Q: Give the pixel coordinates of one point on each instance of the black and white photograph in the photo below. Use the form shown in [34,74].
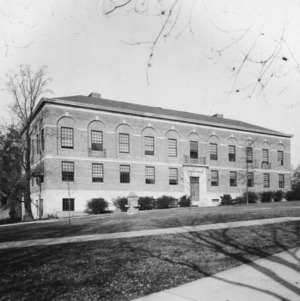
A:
[150,150]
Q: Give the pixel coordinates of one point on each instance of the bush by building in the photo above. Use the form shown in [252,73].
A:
[121,203]
[96,206]
[146,203]
[278,195]
[185,201]
[226,199]
[252,197]
[266,196]
[164,202]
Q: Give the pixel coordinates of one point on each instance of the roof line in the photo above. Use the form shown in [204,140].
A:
[159,116]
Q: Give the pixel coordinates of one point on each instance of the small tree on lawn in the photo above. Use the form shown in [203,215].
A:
[26,86]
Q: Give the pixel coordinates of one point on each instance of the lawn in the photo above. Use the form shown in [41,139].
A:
[110,223]
[124,269]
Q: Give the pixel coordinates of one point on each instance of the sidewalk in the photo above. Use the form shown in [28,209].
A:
[72,239]
[272,278]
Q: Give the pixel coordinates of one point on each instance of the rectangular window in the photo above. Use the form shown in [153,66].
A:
[266,180]
[194,149]
[123,143]
[68,205]
[42,140]
[149,145]
[265,156]
[67,137]
[67,171]
[124,174]
[281,181]
[214,178]
[231,154]
[250,179]
[249,155]
[97,143]
[37,144]
[233,179]
[173,176]
[213,151]
[172,148]
[97,172]
[280,157]
[150,175]
[32,150]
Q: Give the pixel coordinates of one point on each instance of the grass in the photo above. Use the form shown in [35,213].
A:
[125,269]
[110,223]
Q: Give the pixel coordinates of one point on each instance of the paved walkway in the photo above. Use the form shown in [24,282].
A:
[272,278]
[177,230]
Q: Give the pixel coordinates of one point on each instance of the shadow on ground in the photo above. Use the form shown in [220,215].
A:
[125,269]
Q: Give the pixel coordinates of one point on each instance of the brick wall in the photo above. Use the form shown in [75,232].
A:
[111,124]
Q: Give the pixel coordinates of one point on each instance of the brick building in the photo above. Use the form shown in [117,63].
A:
[85,147]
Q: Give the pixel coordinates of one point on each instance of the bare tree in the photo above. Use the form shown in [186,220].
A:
[26,86]
[261,57]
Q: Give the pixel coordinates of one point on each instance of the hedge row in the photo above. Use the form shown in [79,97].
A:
[253,197]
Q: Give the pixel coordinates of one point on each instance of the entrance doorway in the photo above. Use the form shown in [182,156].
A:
[194,182]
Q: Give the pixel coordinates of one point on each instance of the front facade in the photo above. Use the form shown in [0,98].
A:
[88,147]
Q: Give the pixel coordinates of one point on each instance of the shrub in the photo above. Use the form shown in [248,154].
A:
[278,195]
[252,197]
[226,199]
[294,194]
[164,202]
[121,203]
[185,201]
[291,196]
[146,203]
[266,196]
[96,206]
[239,200]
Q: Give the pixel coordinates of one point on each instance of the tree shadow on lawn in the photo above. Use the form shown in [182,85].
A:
[238,250]
[125,269]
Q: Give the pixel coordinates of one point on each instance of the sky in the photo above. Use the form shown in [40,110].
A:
[237,58]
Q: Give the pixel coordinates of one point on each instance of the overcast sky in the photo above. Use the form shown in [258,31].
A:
[88,51]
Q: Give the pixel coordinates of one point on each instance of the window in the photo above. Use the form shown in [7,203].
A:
[66,137]
[97,142]
[266,180]
[124,174]
[150,175]
[214,178]
[149,145]
[124,143]
[172,148]
[32,150]
[280,157]
[233,179]
[67,171]
[250,179]
[265,156]
[231,154]
[281,181]
[194,149]
[42,140]
[68,204]
[37,144]
[249,154]
[213,151]
[173,176]
[97,172]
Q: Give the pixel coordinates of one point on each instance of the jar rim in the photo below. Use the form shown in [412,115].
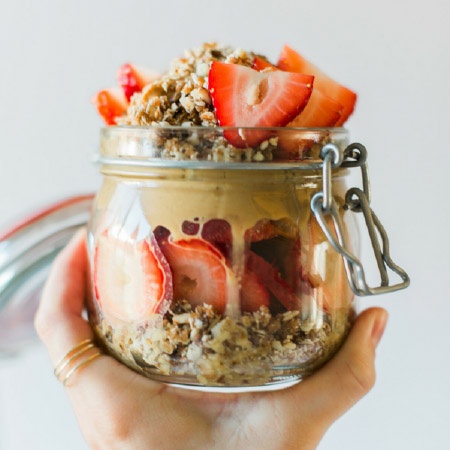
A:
[217,147]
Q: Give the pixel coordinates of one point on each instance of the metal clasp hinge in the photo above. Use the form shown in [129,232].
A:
[356,200]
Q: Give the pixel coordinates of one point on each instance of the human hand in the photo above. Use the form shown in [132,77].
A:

**Stated task**
All records must be output exactly as they are, except for the pictures, which are left out.

**Finished exercise**
Q: Give the pixel coordinates of one point on each instance of the black and white photograph in the photo below. Use the form shown in [34,74].
A:
[150,150]
Q: Give the pixel coordinates of one point on each instance of the bush by building in the photo above. Use the form shown in [252,73].
A:
[121,203]
[96,206]
[146,203]
[278,195]
[185,201]
[226,199]
[252,197]
[266,196]
[164,202]
Q: Give the pixel coordinates of one point on each instance of the roof line in the photo above. Use the form shown in [204,140].
A:
[159,116]
Q: Give the pixel coordinates of one point on each instance of the small tree on lawn in the photo above. Use the form shown in [203,215].
A:
[26,86]
Q: Give the pixel coordinates of one point on each instance of the lawn in the photo above. Use the form shown in [41,139].
A:
[110,223]
[124,269]
Q: Give the pixel coordinates of one point on each instance of the sidewalk in the photo above. Use the form shown in [28,209].
A:
[72,239]
[272,278]
Q: Give the pixel coordinates of one point on each instance of the rectangular window in the photo above. Use the form shown in [153,66].
A:
[266,180]
[194,149]
[123,143]
[68,205]
[42,140]
[149,145]
[265,156]
[67,137]
[67,171]
[124,174]
[281,181]
[214,178]
[231,154]
[250,179]
[249,155]
[97,143]
[37,144]
[233,179]
[173,176]
[213,151]
[172,148]
[97,172]
[280,157]
[150,175]
[32,150]
Q: Give the pixel coordinates of one point on each instance of the grass in the photo above. Use the form shown in [35,213].
A:
[125,269]
[110,223]
Q: Give the pixel coordinates of one point on each instance of the paved walkway in the photo above. Use the form shown in [24,282].
A:
[272,278]
[177,230]
Q: Give the pixel coordinates of one point on each instance of the shadow on ground in the photo above. Use the form shown in [220,215].
A:
[125,269]
Q: Give the pixel coordinates of one point on each instance of the brick wall in the photo above. Use the form shown in [75,232].
A:
[111,124]
Q: Give the pixel coordinates of one point on each instance of the brick building in the photo above. Use the form shown in [117,63].
A:
[85,147]
Q: Give the pixel coordinates of one point on each instance of the bare tree in the photo above. Use the form shown in [186,220].
A:
[26,86]
[261,57]
Q: Give the pixel coordinates of one point on each instance of the hedge row in the photo above. Use the form shown in [79,97].
A:
[253,197]
Q: Give the pixel coordinates of one point on each instance of the entrance doorway in the photo above. Use the form shown in [182,156].
A:
[194,182]
Q: Give the pixel coordinates of one point on each instance of the front facade in the photo above. Use the form shown in [0,98].
A:
[88,147]
Q: Give the pixel coordinates of one point on each instance of the shrub in the photo above. Use the form shown in [248,154].
A:
[278,195]
[252,197]
[226,199]
[294,194]
[164,202]
[121,203]
[185,201]
[291,196]
[146,203]
[266,196]
[96,206]
[239,200]
Q: Give the pixel coordinates of one point on each instance of the tree shadow on lawn in the photo above. Use the form shown in [182,85].
A:
[238,250]
[125,269]
Q: Give the pixel coordinates of one point on each instance of the sky in the photo above. Use the form shown in [40,110].
A:
[237,58]
Q: Give the pixel coordinates of one point on each instance of the overcast sky in the photo above. Use the form shown in [258,31].
A:
[88,51]
Q: Give the pixel coordinates of one point on each instance of the window in the photo above. Use the form shown in [7,203].
A:
[66,137]
[97,142]
[266,180]
[124,174]
[150,175]
[214,178]
[149,145]
[124,143]
[172,148]
[32,150]
[280,157]
[233,179]
[67,171]
[250,179]
[265,156]
[231,154]
[281,181]
[194,149]
[42,140]
[68,204]
[37,144]
[249,154]
[213,151]
[173,176]
[97,172]
Q: Give the pixel coordinates of one point on each instance of the jar rim in the photo below. Use the form shown in [412,115].
A:
[217,147]
Q: Give the pixel coordinates of one point on each instance of the metal clasp hinge in the photo above. Use the form shown in [129,232].
A:
[356,200]
Q: Give the pixel coordinates of one point on each instance of the human hand in the photo above. Use the form shown in [132,77].
A:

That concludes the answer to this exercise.